Text section:
## start
On Saturday, I found myself out at the Apple Store (Galleria Mall). While I was not feeling in the mood to be in a mall, I did manage to make the best of the excursion. On my way out of the store, I came across the good folks at Hawk Creek Wildlife Center. I’m a sucker for any sort of wildlife, even at the mall.
On this particular visit, I came across Merlin, a barred owl, with his handler Laurie Schaller. Laurie told me that Merlin had been struck by a car seven years ago, causing him to go blind in one eye. He also has mild brain damage that slows down his reaction time. Thankfully, the driver that struck him brought him into Hawk Creek to be cared for. It is interesting, and sad, to note that owls often times get struck by cars because they have no peripheral vision. When they swoop down to catch their prey, they don’t see cars coming. This is a common occurrence, which is especially sad because there seems to be no way to prevent the occurrence from happening.
## end
Exercise requirements:
(1) Set down the part of the owl passage that starts at "On this particular" and ends at "occurrence from happening.", word for word.
(2) Name every place that the owl passage mentions by name.
(3) Extend the owl passage with new writing that follows on from its final sentence.
The entries have no connection to the owl passage.

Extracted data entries
## start
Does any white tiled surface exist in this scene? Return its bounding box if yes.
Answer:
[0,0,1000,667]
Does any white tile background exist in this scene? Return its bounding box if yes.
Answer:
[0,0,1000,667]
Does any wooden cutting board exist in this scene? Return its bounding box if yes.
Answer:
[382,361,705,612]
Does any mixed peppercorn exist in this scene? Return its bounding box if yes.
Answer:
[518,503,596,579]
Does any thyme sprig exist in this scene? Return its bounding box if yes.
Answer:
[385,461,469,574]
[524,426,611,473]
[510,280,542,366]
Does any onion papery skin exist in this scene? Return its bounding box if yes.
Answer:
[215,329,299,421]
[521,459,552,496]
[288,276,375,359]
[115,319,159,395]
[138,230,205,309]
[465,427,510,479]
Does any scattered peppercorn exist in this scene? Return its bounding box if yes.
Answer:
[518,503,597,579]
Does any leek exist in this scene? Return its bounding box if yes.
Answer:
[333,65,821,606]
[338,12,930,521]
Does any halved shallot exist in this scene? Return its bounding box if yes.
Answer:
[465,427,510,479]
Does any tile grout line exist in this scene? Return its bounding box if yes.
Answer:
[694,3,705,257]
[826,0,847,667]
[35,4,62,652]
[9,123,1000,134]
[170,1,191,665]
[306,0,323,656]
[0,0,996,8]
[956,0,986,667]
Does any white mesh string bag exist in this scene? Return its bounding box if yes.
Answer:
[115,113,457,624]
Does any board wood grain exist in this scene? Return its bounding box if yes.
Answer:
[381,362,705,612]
## end
Outputs in order:
(1)
On this particular visit, I came across Merlin, a barred owl, with his handler Laurie Schaller. Laurie told me that Merlin had been struck by a car seven years ago, causing him to go blind in one eye. He also has mild brain damage that slows down his reaction time. Thankfully, the driver that struck him brought him into Hawk Creek to be cared for. It is interesting, and sad, to note that owls often times get struck by cars because they have no peripheral vision. When they swoop down to catch their prey, they don’t see cars coming. This is a common occurrence, which is especially sad because there seems to be no way to prevent the occurrence from happening.

(2)
Apple Store
Galleria Mall
Hawk Creek Wildlife Center

(3)
As I stood, transfixed by magnificent Merlin, I asked Laurie about habitat destruction, and other perils that face all birds and animals these days. She told me that while the barred owl is not facing extinction, there are some serious threats to the nocturnal bird of prey, and one of the gravest dangers is not readily apparent. It turns out that rat poison is the biggest threat that owls face. A rodent that eats the harmful pellets is then eaten by an owl, who in turn dies. Ouch! That is something that I never would have thought about, and I bet that there are others who are just as shocked to hear this. Talk about something that is preventable. If you live/work anywhere that is considered owl habitat, please rethink putting harmful rat pellets around the property. Remember, a live owl will do a lot more damage to a rodent population – let nature take its course.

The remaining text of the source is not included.